Create standard BUILD.bazel template:

def _generate_build_bazel(self, output_dir: str, name: str):
    # Generate proper databuild_job and databuild_graph targets
    # that will work exactly like hand-written ones
    build_content = self._build_template.format(
        jobs = self._format_jobs(),
        graph_name = f"{name}_graph",
        job_targets = self._format_job_targets(),
    )

    with open(os.path.join(output_dir, "BUILD.bazel"), "w") as f:
        f.write(build_content)

Interface Design

For DSL Authors:

# In graph.py
graph = DataBuildGraph("my_graph")

@graph.job
class MyJob(DataBuildJob):
    # ... job definition

For Users:

# Generate code (phase 1)
bazel run //my/app:graph.generate

# Use generated code (phase 2) 
bazel build //my/app:graph.analyze
bazel run //my/app:graph.service

In BUILD.bazel:

databuild_dsl_generator(
    name = "graph.generate",
    graph_file = "graph.py",
    output_package = "//my/app", 
    deps = [":my_deps"],
)

# After generation, this file will contain:
# databuild_graph(name = "graph_graph", ...)
# databuild_job(name = "my_job", ...)
# py_binary(name = "my_job_binary", ...)

Benefits of This Approach

✅ Works within Bazel constraints - No dynamic target generation
✅ Follows established patterns - Same as protobuf, thrift, OpenAPI generators
✅ Inspectable output - Users can see generated BUILD.bazel
✅ Version controllable - Generated files can be checked in if desired
✅ Incremental builds - Standard Bazel caching works perfectly
✅ Clean separation - Generation vs building are separate phases

Tests & Verification

# Test: Code generation
bazel run //databuild/test/app/dsl:graph.generate
# Should create BUILD.bazel and Python files in source tree

# Test: Generated targets work
bazel build //databuild/test/app/dsl:graph_graph.analyze  
# Should build successfully using generated BUILD.bazel

# Test: End-to-end functionality
bazel run //databuild/test/app/dsl:graph_graph.analyze -- "color_vote_report/2024-01-01/red"
# Should work exactly like hand-written graph

Success Criteria

Generator creates valid BUILD.bazel in source tree
Generated targets are indistinguishable from hand-written ones
Full DataBuild functionality works through generated code
Clean developer workflow with clear phase separation

Phase 4: Graph Integration

Goal: Generate complete databuild graph targets with all operational variants

Deliverables

Generate databuild_graph target with analyze/build/service capabilities
Create all graph variant targets (.analyze, .build, .service, etc.)
Wire job dependencies into graph configuration
Generate container deployment targets

Implementation Tasks

Generate databuild_graph target with complete job list
Create all required graph variants:
- my_graph.analyze - Planning capability
- my_graph.build - CLI execution
- my_graph.service - HTTP service
- my_graph.service.image - Container image
Configure job lookup and dependency wiring
Add graph label and identification metadata

Tests & Verification

# Test: Graph analysis
bazel run @test_graph//:my_graph.analyze -- \
  "color_vote_report/2024-01-01/red"

######

Exercise requirements>
• a. Pick out every row containing the string "metal", matching case exactly.
• b. Write the next part of the DataBuild code-generation plan, picking up right after its last line.
The rows below the DataBuild design notes have no connection to them.

######

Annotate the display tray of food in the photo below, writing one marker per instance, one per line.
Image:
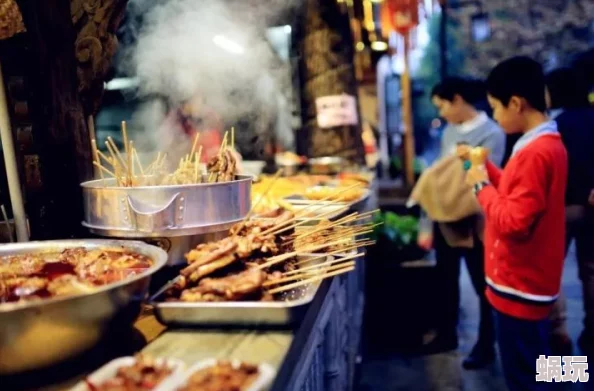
(138, 373)
(57, 298)
(354, 196)
(263, 273)
(237, 299)
(224, 375)
(329, 211)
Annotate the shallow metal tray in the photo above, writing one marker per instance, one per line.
(354, 206)
(41, 333)
(331, 211)
(239, 313)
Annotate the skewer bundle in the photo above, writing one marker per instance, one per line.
(128, 171)
(260, 258)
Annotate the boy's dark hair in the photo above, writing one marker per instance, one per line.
(472, 91)
(566, 89)
(518, 76)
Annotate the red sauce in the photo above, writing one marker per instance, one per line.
(53, 270)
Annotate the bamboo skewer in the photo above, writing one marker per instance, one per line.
(307, 274)
(283, 257)
(137, 160)
(127, 150)
(253, 208)
(310, 280)
(100, 167)
(7, 223)
(301, 213)
(323, 264)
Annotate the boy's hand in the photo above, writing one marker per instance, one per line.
(425, 241)
(463, 151)
(476, 175)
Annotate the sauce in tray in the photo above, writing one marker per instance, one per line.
(36, 276)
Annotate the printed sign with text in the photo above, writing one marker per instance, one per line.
(336, 110)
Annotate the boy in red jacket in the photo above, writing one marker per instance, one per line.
(525, 214)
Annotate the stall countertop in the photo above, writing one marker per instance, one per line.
(279, 348)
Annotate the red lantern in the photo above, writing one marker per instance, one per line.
(399, 15)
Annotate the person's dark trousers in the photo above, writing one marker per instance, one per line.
(448, 292)
(521, 342)
(580, 227)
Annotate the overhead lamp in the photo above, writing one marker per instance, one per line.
(227, 44)
(379, 46)
(480, 27)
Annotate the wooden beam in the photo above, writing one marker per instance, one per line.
(326, 68)
(60, 132)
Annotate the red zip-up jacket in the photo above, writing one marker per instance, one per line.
(525, 229)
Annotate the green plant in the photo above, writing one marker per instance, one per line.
(401, 230)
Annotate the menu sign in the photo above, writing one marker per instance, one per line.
(336, 110)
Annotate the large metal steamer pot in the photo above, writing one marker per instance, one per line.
(176, 217)
(35, 335)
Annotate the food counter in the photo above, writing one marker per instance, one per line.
(319, 353)
(314, 355)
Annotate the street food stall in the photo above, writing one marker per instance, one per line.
(263, 304)
(196, 275)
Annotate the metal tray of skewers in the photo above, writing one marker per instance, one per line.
(312, 213)
(357, 203)
(263, 309)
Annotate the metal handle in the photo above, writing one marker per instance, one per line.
(148, 218)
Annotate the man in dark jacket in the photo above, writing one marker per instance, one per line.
(569, 107)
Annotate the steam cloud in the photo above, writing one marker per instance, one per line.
(215, 49)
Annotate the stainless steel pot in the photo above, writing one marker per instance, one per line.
(164, 211)
(38, 334)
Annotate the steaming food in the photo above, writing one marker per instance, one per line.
(35, 276)
(144, 375)
(223, 376)
(129, 172)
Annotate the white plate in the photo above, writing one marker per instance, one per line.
(265, 377)
(109, 370)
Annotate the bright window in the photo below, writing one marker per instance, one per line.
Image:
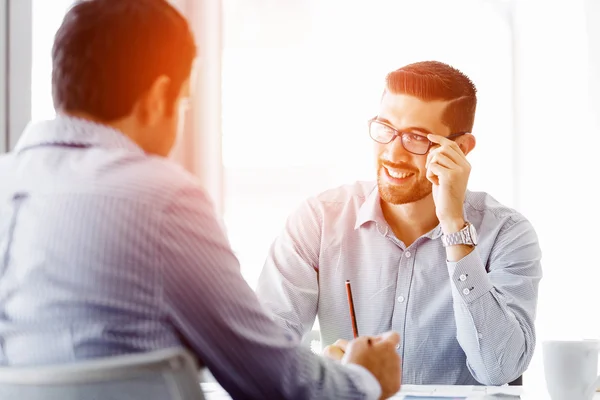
(46, 19)
(301, 78)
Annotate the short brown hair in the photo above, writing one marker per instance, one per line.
(108, 53)
(434, 80)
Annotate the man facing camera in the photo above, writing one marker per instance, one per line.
(107, 248)
(454, 272)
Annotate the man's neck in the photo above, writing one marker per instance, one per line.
(410, 221)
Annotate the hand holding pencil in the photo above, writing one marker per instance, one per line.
(377, 354)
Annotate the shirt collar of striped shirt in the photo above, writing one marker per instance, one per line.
(370, 211)
(73, 131)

######

Task-by-task results>
• a.
Annotate the shallow metal tray in the photo above, writing one marker per instance, one per line.
Annotate the large metal steamer pot in the photo above, writing one marker per instance, one per line.
Annotate the metal tray of skewers in the photo above, writing one marker per instance, one per line.
Annotate the metal handle in the photo above, writing one marker per instance, one per line.

• b.
# Should output complete job execution plan

# Test: Graph building
bazel run @test_graph//:my_graph.build -- \
  "daily_color_votes/2024-01-01/red"
# Should execute end-to-end build

# Test: Service deployment
bazel run @test_graph//:my_graph.service -- --port 8081
# Should start HTTP service on port 8081

# Test: Container generation
bazel build @test_graph//:my_graph.service.image
# Should create deployable container image

Success Criteria

Graph targets provide full databuild functionality
CLI and service interfaces produce identical results
All graph operations work with generated job targets
Container images are deployable and functional

Phase 4: Dependency Resolution

Goal: Handle external pip packages and bazel dependencies in generated modules

Deliverables

User-declared dependency system in DSL
Generated MODULE.bazel with proper pip and bazel dependencies
Dependency validation and conflict resolution
Support for requirements files and version pinning

Implementation Tasks

Extend DataBuildGraph constructor to accept dependencies:

graph = DataBuildGraph(
    "//my_graph",
    pip_deps=["pandas>=2.0.0", "numpy"],
    bazel_deps=["@my_repo//internal:lib"]
)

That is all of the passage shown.